BEGIN Available data
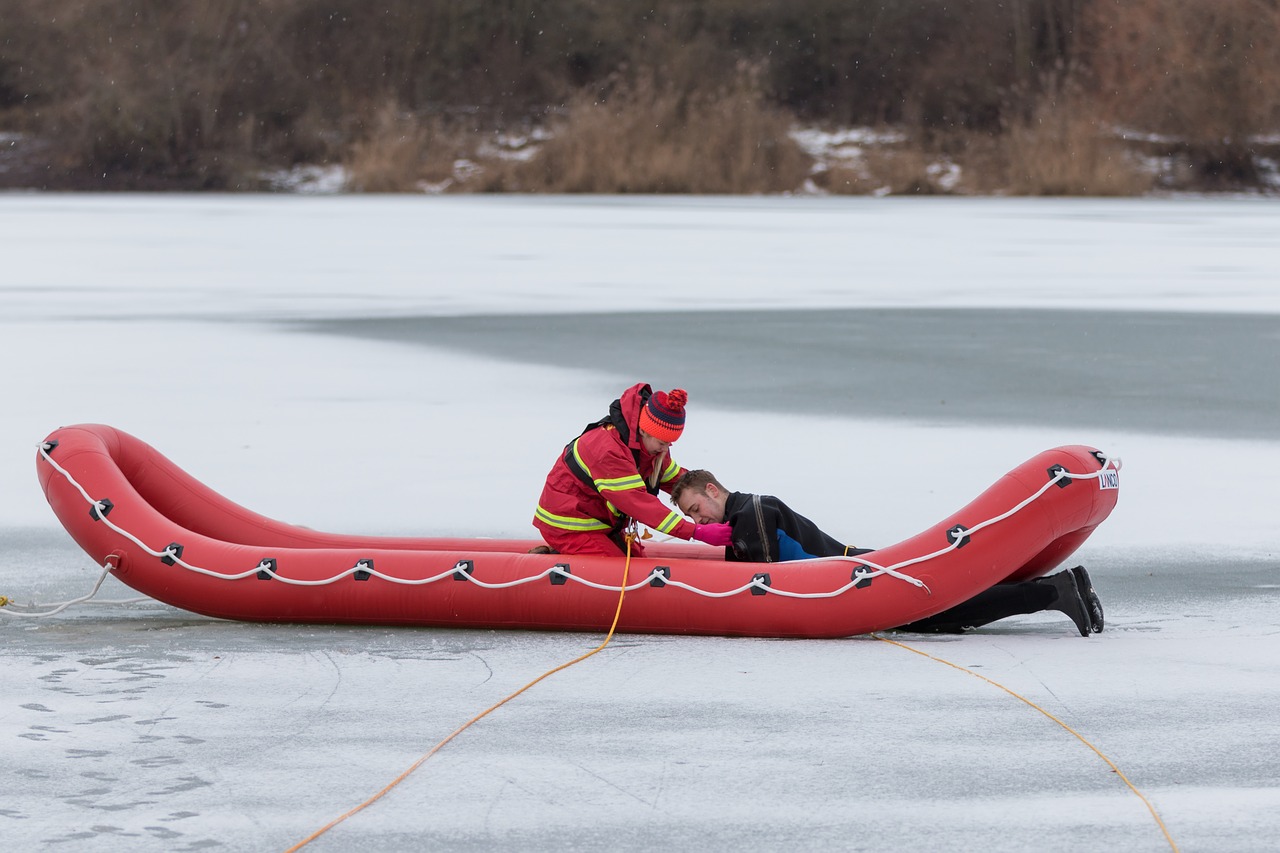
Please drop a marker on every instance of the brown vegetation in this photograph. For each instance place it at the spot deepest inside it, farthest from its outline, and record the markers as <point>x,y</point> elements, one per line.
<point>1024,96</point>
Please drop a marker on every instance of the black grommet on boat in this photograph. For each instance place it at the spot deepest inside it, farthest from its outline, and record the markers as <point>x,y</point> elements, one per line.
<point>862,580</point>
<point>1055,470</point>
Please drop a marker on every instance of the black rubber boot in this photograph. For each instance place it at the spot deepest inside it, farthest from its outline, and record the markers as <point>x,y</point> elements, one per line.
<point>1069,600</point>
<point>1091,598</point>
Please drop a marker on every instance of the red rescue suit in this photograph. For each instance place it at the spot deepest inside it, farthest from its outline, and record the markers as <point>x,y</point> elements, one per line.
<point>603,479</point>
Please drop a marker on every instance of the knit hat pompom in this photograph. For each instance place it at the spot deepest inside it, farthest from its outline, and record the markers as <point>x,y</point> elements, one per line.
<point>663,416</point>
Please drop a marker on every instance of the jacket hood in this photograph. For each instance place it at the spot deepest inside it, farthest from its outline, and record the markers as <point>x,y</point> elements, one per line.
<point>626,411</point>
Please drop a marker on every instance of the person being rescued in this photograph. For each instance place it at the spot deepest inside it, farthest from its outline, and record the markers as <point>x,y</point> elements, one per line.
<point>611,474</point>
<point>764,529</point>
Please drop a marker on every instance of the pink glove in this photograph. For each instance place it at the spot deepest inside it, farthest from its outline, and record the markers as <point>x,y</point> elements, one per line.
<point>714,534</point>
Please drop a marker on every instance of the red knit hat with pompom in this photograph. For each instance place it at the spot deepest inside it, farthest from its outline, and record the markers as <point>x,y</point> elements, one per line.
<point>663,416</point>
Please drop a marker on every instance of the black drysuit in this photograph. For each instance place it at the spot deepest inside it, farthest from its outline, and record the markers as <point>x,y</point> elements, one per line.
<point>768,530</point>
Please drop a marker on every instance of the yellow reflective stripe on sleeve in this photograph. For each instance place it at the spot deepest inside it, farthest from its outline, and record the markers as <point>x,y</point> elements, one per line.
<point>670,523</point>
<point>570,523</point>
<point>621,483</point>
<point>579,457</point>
END Available data
Each entry needs to be retyped exactly; the pictures stay out.

Please drop a marker on every instance of the brown vegetation in this photograph. For each instance place it at the spot deepest inside it, farthest from its outline, and record the markers as <point>x,y</point> elements, one per line.
<point>1024,96</point>
Please drop a marker on every instance of the black grommet on boat in this photograph. For each instance place it at the spot deepest inside it, farthest from its outline, and record the markers as <point>x,y</point> elements, one per line.
<point>862,580</point>
<point>1055,470</point>
Please drop a marker on every instance of the black rubber boot in this photograph. For each instance place it at the spot deepest inside it, farthest from its outline, and record the markers as <point>x,y</point> elements, one per line.
<point>1069,600</point>
<point>1091,598</point>
Please drop a marker on every instance of the red rescue suit in this photograph. For each instance place it at the spot deepest inside it, farthest from its outline, and record the markers as <point>x,y</point> elements, one per line.
<point>603,479</point>
Please drop a marker on every instance of the knit hat pompom in this photograph. For each instance place it at the spot deepest inside it, farthest from its outline, and record the markers as <point>x,y</point> elements, one per line.
<point>663,416</point>
Please drop a marker on every instance of the jacket hood in this photograph. For each instance place it at the spot deepest inside it, farthest from its outline, and record the markers as <point>x,y</point> elements, one per line.
<point>626,411</point>
Please drop a marker on every instance of the person being rescued in this photograph. For each instance place it at the spot deepest inside it, farthest from its outline, and record the markers as <point>x,y</point> elements, one per line.
<point>611,474</point>
<point>764,529</point>
Please drop a marker on every instance of the pink glove in this photograph. For each instance place it at the spot deepest inside it, farthest from its outline, and record the markers as <point>x,y</point> elements, one per line.
<point>714,534</point>
Please drop a marker on every instance of the red knit hat with pompom in this photograph. For each instance place it at the spot deepest inside it, farthest from its outline, and record the markers as <point>x,y</point> elements, one per line.
<point>663,416</point>
Please drop a marker on every instance of the black drysuit in this photograph. For each instance place it at the spot deepest inside it, farthest from its outline, and record the markers as <point>x,y</point> elements, one per line.
<point>768,530</point>
Please drop a marker on every instance of the yellow reflective stripe on sleeve in this photograph. For each instance place it at the spot deepest inside it, farthest from its outline, and record the markers as <point>x,y</point> elements, one per line.
<point>670,523</point>
<point>570,523</point>
<point>621,483</point>
<point>579,457</point>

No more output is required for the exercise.